* YOUR INSTRUCTIONS *
Exactly reproduce the lines from the line that has "of the submerged" down to the last line of the entries, inclusive.

* RAW RECORDS *

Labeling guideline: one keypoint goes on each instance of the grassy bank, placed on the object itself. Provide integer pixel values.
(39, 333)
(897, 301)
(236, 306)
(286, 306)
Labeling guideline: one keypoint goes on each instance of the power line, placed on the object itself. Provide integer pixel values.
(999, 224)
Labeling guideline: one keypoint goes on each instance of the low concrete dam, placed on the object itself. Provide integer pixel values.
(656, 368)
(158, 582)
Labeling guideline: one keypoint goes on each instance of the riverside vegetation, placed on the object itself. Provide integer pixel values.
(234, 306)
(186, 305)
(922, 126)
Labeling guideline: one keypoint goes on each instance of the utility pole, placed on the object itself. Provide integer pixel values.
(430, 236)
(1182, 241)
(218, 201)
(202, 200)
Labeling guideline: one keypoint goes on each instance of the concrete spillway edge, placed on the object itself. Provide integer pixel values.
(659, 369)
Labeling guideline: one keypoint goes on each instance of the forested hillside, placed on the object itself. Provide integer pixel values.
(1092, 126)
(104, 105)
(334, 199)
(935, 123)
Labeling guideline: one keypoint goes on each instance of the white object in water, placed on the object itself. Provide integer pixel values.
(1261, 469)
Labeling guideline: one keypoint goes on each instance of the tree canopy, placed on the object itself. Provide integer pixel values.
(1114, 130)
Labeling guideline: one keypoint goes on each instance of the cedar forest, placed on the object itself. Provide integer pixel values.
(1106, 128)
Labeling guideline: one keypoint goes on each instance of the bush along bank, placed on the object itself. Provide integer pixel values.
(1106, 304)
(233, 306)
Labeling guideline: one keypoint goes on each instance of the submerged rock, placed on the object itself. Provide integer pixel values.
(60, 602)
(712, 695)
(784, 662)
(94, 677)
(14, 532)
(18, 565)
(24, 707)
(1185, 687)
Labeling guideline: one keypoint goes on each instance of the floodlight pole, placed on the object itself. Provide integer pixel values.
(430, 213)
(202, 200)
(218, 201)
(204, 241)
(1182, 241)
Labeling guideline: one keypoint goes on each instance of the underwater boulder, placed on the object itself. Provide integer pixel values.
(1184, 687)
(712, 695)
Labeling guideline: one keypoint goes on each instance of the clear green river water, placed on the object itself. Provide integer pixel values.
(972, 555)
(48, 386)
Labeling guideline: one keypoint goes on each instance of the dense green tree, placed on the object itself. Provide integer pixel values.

* SOLUTION TO THIS PROBLEM *
Labeling guideline: one keypoint goes on each instance of the submerged rock, placed on the object itself. Provide integer pixel values.
(60, 602)
(712, 695)
(784, 662)
(94, 677)
(14, 532)
(18, 565)
(24, 707)
(1185, 687)
Labeling guideline: one keypoint goes on each instance of the floodlight pole, placed on the object itself. Provide integer pixel values.
(430, 213)
(202, 200)
(218, 201)
(204, 241)
(1182, 241)
Labeling guideline: one keypoint goes on each instance of the underwater boulder, placed on the object itself. Provide integer pixel values.
(1184, 687)
(712, 695)
Labeling guideline: one keypoint goes on each instance of the clear green river water, placed on the object itself. Provide integer pixel values.
(972, 555)
(48, 386)
Labeling guideline: one keypoint goes on each instance of the dense green tree, placed on the object itself. Provide integer pixel values.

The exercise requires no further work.